What you should do —
Transcribe the following entries word for word; no picture is to appear in the copy.
[Opening Data provided section]
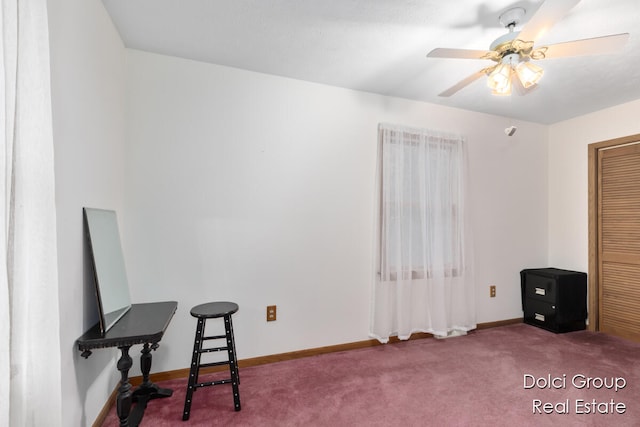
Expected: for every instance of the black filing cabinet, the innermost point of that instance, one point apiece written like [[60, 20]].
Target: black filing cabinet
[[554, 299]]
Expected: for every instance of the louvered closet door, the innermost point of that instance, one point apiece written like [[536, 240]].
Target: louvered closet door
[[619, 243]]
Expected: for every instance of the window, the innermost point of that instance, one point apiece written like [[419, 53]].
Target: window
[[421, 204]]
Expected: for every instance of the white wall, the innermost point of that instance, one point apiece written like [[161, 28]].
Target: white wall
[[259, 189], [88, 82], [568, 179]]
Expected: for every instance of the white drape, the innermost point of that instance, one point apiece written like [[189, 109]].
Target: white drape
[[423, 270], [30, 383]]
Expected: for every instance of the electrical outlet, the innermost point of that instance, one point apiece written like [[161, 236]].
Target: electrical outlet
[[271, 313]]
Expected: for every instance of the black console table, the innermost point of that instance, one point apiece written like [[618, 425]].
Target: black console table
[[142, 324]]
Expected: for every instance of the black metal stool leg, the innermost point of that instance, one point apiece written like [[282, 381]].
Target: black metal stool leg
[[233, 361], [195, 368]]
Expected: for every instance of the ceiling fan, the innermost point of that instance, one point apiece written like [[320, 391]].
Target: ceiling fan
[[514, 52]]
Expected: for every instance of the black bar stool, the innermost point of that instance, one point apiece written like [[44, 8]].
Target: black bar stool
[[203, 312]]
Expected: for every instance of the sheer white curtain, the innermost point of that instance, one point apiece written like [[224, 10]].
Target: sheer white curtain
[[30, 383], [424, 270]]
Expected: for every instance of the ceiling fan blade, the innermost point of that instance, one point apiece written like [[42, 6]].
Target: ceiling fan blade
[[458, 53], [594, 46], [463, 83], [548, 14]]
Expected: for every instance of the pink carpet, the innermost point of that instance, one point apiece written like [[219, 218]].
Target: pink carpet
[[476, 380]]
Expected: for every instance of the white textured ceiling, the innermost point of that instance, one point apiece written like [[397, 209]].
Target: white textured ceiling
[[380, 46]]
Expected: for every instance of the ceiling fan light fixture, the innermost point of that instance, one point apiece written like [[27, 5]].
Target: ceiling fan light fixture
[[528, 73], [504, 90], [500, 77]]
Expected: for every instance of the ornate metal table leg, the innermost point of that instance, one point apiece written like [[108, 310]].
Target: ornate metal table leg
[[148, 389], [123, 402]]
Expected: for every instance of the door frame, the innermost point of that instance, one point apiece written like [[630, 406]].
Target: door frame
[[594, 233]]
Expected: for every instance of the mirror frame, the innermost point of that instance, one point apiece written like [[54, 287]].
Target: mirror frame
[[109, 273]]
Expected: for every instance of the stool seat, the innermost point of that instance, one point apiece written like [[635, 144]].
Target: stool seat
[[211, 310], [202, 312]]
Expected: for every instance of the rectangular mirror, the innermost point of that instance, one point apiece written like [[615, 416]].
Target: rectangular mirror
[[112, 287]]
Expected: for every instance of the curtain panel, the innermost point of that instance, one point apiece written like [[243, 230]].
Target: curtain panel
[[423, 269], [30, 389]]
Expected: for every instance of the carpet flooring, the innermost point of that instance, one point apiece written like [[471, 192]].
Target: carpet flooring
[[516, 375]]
[Closing Data provided section]
Solution to the problem —
Expected: for every instance of the black filing cabinet, the innermost point of that instance, one point apiece written like [[60, 20]].
Target: black filing cabinet
[[554, 299]]
Expected: for every instance of the louvered closet door, the innermost point of that instance, one point apiece written like [[536, 240]].
Target: louvered closet door
[[619, 243]]
Expected: for every instance of the window, the innermost point of that instance, one point apiece written like [[419, 53]].
Target: window
[[421, 204]]
Expected: for every instance of the white wall, the innermost point of that instance, one point apiece written like [[161, 28]].
Target: white wall
[[259, 189], [88, 82], [568, 179]]
Expected: for every instance of the white drape, the innermost point of that instance, one point apiece written like [[189, 109]].
Target: white drape
[[423, 270], [30, 383]]
Expected: for every instance of the electrical outlet, the innermost point of that instance, one point apiece written like [[161, 236]].
Target: electrical outlet
[[271, 313]]
Expected: for every instance of the black console table, the innermost point of that instance, one point apiece written like [[618, 425]].
Target: black console table
[[142, 324]]
Expected: for every instance of the black metal stool leg, the innermost point of that instance, one point apiece written like [[282, 381]].
Target: black metal stool leg
[[233, 361], [195, 368]]
Expected: for every instance of the ceiling fan, the innermost point of that instance, one point apiece written like [[320, 391]].
Target: ceiling fan
[[514, 52]]
Expected: for every instance of the black bar stool, the innermost point of that instance, one point apiece written like [[44, 8]].
Target: black bar stool
[[203, 312]]
Expected: for every instance of the sheer white curtain, the innermost point of that instance, one point apiece written like [[224, 10]].
Target: sheer white curtain
[[30, 383], [424, 270]]
Expected: for every instance of the ceiling fan blade, the innermost point of that instance, one point apiece written like [[42, 6]].
Target: ceiling fan blade
[[458, 53], [594, 46], [463, 83], [548, 14]]
Expected: for every instance of the pink carpet, the innermost point of that instance, one point apiece written like [[219, 218]].
Target: pink carpet
[[476, 380]]
Expected: for every instance of the white textured ceiling, the innermost point of that instance, one point apiece written like [[397, 209]].
Target: white textured ceiling
[[380, 46]]
Expected: for every instance of the ceiling fan light fixture, the innermost point of that instance, one point apiece written like [[27, 5]].
Target: ceiling fan light fixture
[[528, 73], [504, 90], [500, 77]]
Expected: for every instance of the ornate metal table leg, the innermost point of that instance, one point apiece written like [[108, 310]].
Target: ornate metal table leg
[[148, 389], [123, 402]]
Expected: for every instance of the door frame, the innermost point of that instance, one point apiece written like [[630, 406]].
Target: door frame
[[594, 233]]
Expected: for every instance of the mirror frame, the innermost point of that instance, one point apiece written like [[54, 287]].
Target: mirror frame
[[109, 273]]
Expected: for every instance of the stool seat, the innermost point of that instance, one point apiece written like [[635, 144]].
Target: stool seat
[[211, 310], [202, 312]]
Expected: for every instance of the rectangular mirror, the innermost point of that instance, one point apiece written like [[615, 416]].
Target: rectangular mirror
[[112, 287]]
Expected: for every instance of the curtain panel, the innermost point of that instance, one point apiece written like [[243, 230]].
Target: curtain panel
[[423, 269], [30, 389]]
Expected: for every instance of the carpet flooring, the innermost point of that instance, one point apiece written like [[471, 192]].
Target: carpet flooring
[[516, 375]]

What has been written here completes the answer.